• Page excerpt:
== == ==
In the summer of 1605 John Wright began selling copies of a newly printed play called The True Chronicle History of King Leir, which had first been staged around 1590. Not long after, William Shakespeare, who lived just a short stroll from Wright’s bookshop, picked up a copy. A few years earlier Shakespeare had moved from his lodgings in Southwark, near the Globe Theatre, to quarters in a quieter and more upscale neighborhood, on the corner of Silver and Muggle Streets in Cripplegate. His landlords were Christopher and Marie Mountjoy, Huguenot artisans who made their living supplying fashionable headwear for court ladies. The walk from his new lodgings to Wright’s bookshop took just a few minutes. Crossing Silver Street, Shakespeare would have passed his parish church, St. Olave’s, before heading south down Noble Street toward St. Paul’s Cathedral, passing Goldsmiths’ Hall as Noble Street turned into Foster Lane, emerging onto the busy thoroughfare of Cheapside. With Cheapside Cross to his left, and St. Paul’s and beyond it the Thames directly ahead, Shakespeare would have turned west, passing St. Martin’s Lane and then the Shambles, home to London’s butchers. Christ Church was now in sight, and just beyond it Wright’s shop, abutting Newgate market.

The advertisement on the title page of King Leir—“As it hath been divers and sundry times lately acted”—made it sound like a recent play, an impression reinforced by the quiet omission of who wrote and performed it. But Shakespeare knew that it was an old Queen’s Men’s play and probably also knew (though we don’t) who had written it. The Queen’s Men were a hand-picked all-star troupe formed under royal patronage back in 1583. For the next decade they were England’s premier company, touring widely, known for their politics (patriotic and Protestant), their didacticism, and their star comedian, Richard Tarleton. If he wasn’t busy acting that day in another playhouse, Shakespeare may have been part of the crowd that paid a total of thirty-eight shillings to see the Queen’s Men stage King Leir at the Rose Theatre in Southwark on April 6, 1594 (in coproduction with Lord Sussex’s Men), or part of the smaller gathering two days later for a performance that earned twenty-six shillings—solid though not spectacular box office receipts.

Looking back, Shakespeare would have recognized that their appearance at the Rose marked the beginning of the end for the Queen’s Men, who the following month sold off copies of some of their valuable play-scripts to London’s publishers, then took to the road, spending the next nine years touring the provinces until, upon the death of Queen Elizabeth, they disbanded. That year also marked the ascendancy of the company Shakespeare had recently joined as a founding shareholder, the Chamberlain’s Men, who soon succeeded the Queen’s Men as the leading players in the land, a position they had held ever since. King Leir had been among the plays the cash-poor Queen’s Men had unloaded in 1594, and Edward White, who bought it, quickly entered his right to publish the play in the Stationers’ Register. But for some reason, perhaps sensing that the play had little prospect of selling well, White never published it. Over a decade would pass before his former apprentice John Wright obtained the rights from him and the play finally appeared in print.
== == ==
• Provided information:
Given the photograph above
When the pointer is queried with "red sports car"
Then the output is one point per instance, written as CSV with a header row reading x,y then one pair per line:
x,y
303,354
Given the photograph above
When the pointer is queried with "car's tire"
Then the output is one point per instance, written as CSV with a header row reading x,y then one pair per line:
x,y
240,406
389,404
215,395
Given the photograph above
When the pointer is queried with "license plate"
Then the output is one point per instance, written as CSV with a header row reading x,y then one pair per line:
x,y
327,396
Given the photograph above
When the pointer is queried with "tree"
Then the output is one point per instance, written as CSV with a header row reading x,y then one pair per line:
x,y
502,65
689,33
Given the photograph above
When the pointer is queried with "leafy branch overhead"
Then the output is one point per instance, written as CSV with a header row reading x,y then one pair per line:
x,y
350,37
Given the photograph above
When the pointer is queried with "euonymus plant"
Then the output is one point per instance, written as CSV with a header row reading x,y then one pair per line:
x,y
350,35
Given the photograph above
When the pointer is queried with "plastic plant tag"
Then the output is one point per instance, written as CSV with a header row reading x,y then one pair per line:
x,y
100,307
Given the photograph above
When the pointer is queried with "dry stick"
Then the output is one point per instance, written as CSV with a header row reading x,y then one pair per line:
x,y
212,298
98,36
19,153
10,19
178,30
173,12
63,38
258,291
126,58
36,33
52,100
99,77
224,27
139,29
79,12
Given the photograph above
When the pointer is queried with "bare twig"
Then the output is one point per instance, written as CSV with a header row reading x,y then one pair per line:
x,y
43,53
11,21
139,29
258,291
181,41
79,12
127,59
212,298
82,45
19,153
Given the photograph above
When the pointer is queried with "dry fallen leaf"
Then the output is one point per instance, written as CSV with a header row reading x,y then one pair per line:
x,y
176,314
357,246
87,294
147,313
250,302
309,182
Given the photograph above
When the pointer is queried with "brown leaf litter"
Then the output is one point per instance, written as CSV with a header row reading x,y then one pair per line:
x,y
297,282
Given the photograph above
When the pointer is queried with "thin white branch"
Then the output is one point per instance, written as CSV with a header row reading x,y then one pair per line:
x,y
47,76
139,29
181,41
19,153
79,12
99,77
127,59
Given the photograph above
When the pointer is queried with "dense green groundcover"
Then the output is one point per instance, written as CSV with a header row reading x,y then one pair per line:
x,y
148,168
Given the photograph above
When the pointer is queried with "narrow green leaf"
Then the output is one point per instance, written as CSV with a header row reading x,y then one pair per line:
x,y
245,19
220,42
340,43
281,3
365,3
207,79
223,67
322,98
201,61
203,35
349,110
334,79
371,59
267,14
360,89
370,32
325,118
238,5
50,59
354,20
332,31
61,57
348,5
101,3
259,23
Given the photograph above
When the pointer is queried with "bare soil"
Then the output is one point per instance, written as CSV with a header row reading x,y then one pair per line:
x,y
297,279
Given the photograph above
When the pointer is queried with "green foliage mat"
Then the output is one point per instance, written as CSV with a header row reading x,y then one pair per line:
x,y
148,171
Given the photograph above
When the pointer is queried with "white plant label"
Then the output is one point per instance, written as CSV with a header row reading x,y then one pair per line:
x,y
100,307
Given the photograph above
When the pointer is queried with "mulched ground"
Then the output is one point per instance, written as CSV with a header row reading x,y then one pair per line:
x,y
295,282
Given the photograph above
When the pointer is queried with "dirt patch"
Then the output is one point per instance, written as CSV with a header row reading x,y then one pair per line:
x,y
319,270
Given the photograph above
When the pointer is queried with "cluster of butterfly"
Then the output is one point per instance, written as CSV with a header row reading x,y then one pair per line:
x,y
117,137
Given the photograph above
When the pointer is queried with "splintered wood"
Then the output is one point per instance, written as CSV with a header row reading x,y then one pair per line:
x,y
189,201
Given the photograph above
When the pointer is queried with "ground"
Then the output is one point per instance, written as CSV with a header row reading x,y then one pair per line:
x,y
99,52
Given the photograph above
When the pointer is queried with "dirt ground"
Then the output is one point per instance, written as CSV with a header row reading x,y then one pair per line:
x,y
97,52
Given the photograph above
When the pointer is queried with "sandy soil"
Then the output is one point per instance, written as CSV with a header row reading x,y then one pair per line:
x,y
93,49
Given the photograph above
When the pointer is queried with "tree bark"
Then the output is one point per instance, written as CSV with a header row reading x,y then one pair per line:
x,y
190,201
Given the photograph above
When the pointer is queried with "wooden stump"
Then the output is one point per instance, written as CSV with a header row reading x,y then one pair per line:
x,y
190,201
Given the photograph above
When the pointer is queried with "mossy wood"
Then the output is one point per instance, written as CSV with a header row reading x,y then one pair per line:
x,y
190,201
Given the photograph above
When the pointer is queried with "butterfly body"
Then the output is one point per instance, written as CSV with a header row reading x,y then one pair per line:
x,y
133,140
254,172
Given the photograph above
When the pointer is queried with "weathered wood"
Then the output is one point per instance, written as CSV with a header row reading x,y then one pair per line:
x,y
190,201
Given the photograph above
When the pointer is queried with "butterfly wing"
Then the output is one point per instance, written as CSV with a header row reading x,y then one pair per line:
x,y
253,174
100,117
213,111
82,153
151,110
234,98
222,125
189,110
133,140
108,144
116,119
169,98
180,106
== == ==
• Short problem 1: In how many lines of the listing does the word "soil" appear? Reply with the number only.
• Short problem 2: Can you extend the passage about Shakespeare and the old play King Leir, picking up right after its last sentence?

• Exercise result 1: 2

• Exercise result 2:
One of the many towns where the Queen’s Men had performed in the late 1580s had been Stratford-upon-Avon. In the absence of any information about what Shakespeare was doing in his early twenties, biographers have speculated that he may have begun his theatrical career with this company, perhaps even filling in for one of the Queen’s Men, William Knell, killed in a fight shortly before the troupe was to perform in Stratford in 1587. It’s an appealing story—something, after all, must have brought him from Stratford to London—but there’s no evidence to substantiate it, nor is there any that would confirm that Shakespeare briefly acted with or wrote for this veteran company. But what is certain from the evidence of his later work is that he was deeply familiar with their repertory.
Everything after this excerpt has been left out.